(Dataset entries)
+--

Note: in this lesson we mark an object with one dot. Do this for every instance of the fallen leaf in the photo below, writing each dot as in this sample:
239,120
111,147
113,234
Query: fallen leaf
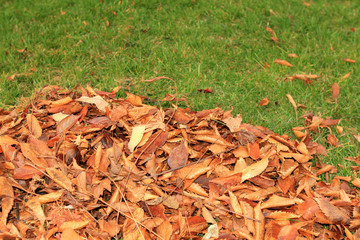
7,199
100,103
346,75
136,136
60,178
254,169
283,62
212,232
178,156
288,232
357,137
66,123
333,213
34,125
69,233
332,140
339,129
335,90
275,39
269,30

+--

Copy out the lines above in full and unaltered, apart from the pictures.

Note: in this lesson we mark an object with one dot. Do this for every instance of the fallen leaf in the photo below, writing each dot as in this sample:
239,120
111,147
113,234
Query: fallen leaf
7,199
100,103
346,75
136,136
60,178
254,169
283,62
212,232
178,156
288,232
357,137
66,123
333,213
34,125
69,233
332,140
339,129
335,90
275,39
269,30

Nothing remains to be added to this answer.